=== Work to be completed ===
Can you quote the records below in full, word for word?

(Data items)

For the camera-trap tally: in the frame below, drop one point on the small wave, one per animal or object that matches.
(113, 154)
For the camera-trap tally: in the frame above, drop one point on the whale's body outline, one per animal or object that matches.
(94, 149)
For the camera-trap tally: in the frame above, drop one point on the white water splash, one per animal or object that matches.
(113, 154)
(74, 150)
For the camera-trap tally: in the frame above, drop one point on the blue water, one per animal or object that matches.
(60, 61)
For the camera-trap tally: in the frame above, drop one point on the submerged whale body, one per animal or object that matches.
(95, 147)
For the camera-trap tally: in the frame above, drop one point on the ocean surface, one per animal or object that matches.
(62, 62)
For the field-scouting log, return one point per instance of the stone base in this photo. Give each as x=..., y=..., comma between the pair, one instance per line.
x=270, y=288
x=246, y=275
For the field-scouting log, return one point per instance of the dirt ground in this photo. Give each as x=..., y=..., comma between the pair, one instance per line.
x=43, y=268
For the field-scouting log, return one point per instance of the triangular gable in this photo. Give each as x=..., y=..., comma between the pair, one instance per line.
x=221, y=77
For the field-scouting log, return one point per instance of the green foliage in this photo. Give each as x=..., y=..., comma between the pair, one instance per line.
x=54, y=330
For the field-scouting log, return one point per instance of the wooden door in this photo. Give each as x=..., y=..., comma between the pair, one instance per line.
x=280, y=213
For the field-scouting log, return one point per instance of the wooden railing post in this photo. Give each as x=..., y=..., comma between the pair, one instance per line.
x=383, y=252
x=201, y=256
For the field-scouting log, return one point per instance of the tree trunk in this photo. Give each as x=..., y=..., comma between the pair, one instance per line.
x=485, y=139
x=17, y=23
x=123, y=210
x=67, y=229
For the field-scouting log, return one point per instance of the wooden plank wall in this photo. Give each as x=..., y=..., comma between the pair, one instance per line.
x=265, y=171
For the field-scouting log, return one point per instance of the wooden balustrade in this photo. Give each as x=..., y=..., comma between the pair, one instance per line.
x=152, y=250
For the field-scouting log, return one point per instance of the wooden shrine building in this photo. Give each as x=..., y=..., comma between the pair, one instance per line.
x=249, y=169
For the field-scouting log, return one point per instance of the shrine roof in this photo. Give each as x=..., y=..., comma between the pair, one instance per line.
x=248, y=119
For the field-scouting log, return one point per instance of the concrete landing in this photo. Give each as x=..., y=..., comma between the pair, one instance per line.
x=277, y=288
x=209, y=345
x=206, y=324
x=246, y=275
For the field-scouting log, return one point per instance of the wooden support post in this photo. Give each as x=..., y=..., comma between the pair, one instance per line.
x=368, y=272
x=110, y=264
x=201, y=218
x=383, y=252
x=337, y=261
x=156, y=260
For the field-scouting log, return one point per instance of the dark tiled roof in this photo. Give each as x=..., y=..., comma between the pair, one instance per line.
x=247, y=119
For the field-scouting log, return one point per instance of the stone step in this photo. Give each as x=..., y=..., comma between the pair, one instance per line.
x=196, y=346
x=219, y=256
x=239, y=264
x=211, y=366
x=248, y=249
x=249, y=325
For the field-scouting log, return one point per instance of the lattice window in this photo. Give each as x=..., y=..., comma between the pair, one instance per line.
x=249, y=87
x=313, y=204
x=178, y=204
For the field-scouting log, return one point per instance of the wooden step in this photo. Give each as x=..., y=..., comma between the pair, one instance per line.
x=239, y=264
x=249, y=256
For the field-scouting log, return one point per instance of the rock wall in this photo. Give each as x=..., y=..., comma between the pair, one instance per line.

=== Result of this task ===
For the camera-trap tally: in the frame below, drop one point on the small wave, one per animal or object that matches.
(113, 154)
For the camera-trap tally: in the frame above, drop one point on the whale's body outline, one per animal or object that matches.
(94, 149)
For the camera-trap tally: in the frame above, drop one point on the white water splash, one per animal or object that matches.
(113, 154)
(74, 150)
For the camera-trap tally: in the frame above, drop one point on the blue water, one per animal or object that matches.
(60, 61)
For the camera-trap tally: in the frame above, drop one point on the submerged whale body, one per animal or object that matches.
(95, 147)
For the camera-trap tally: in the frame above, drop one point on the ocean surface, one per animal or object that matches.
(62, 62)
For the field-scouting log, return one point per instance of the stone base in this photo. Give each as x=..., y=..., comma between the pair, one instance per line.
x=270, y=288
x=246, y=275
For the field-scouting log, return one point per instance of the dirt ground in this photo. Give each as x=..., y=..., comma between the pair, one instance per line.
x=43, y=268
For the field-scouting log, return one point per instance of the triangular gable in this photo. Give each as x=..., y=..., comma between the pair, one instance per line.
x=221, y=77
For the field-scouting log, return one point per instance of the green foliage in this photo. Give each as x=..., y=..., comma between the pair, one instance per line.
x=54, y=330
For the field-scouting log, return one point per instance of the wooden door in this photo. Give each as x=..., y=..., comma between the pair, one instance per line.
x=280, y=213
For the field-scouting log, return one point per instance of the wooden railing post in this photo. Give each as x=..., y=..., comma between the pair, one instance per line.
x=383, y=252
x=201, y=256
For the field-scouting log, return one point per instance of the tree trunk in this photo. Give each as x=..., y=..., comma between the pair, one instance per line.
x=485, y=139
x=17, y=23
x=123, y=210
x=67, y=229
For the field-scouting log, return one point per instance of the wooden plank wall in this photo. Give each as x=..., y=..., comma between the pair, one instance per line.
x=265, y=171
For the field-scouting log, return one point per instance of the wooden balustrade in this photo. Give each as x=..., y=..., comma between the pair, one instance per line.
x=152, y=250
For the field-scouting log, return one point per instance of the wooden shrine building in this photo. Give each as x=..., y=..., comma between the pair, one instance per line.
x=249, y=169
For the field-scouting log, return one point per instance of the shrine roof in this photo. Give each as x=..., y=..., comma between the pair, one instance per line.
x=248, y=119
For the field-scouting log, return one point per instance of the concrete landing in this photo. Give each as x=..., y=..., comma between the pair, one instance per line.
x=277, y=288
x=209, y=345
x=206, y=324
x=246, y=275
For the field-scouting log, return one point per instance of the wooden support post in this photo. Give each as x=..., y=..., comma between the pair, one instance per line.
x=368, y=272
x=110, y=264
x=201, y=218
x=383, y=252
x=337, y=261
x=156, y=260
For the field-scouting log, return one point per instance of the dark tiled roof in this photo. Give each as x=..., y=..., comma between the pair, one instance per line.
x=247, y=119
For the field-scouting log, return one point per instance of the stone step in this photo. Give each as x=..., y=..., comma between the pair, one instance per line.
x=196, y=346
x=219, y=256
x=239, y=264
x=211, y=366
x=248, y=249
x=249, y=325
For the field-scouting log, return one point per instance of the lattice window in this photo. Give each as x=..., y=..., comma between the pair, one instance per line.
x=249, y=87
x=313, y=204
x=178, y=204
For the field-scouting log, return one point per instance of the wooden step in this photo. Give each as x=..., y=..., comma between the pair, one instance per line.
x=239, y=264
x=249, y=256
For the field-scouting log, return one point per instance of the rock wall in this photo. Give each as x=..., y=..., comma between the pair, one instance per line.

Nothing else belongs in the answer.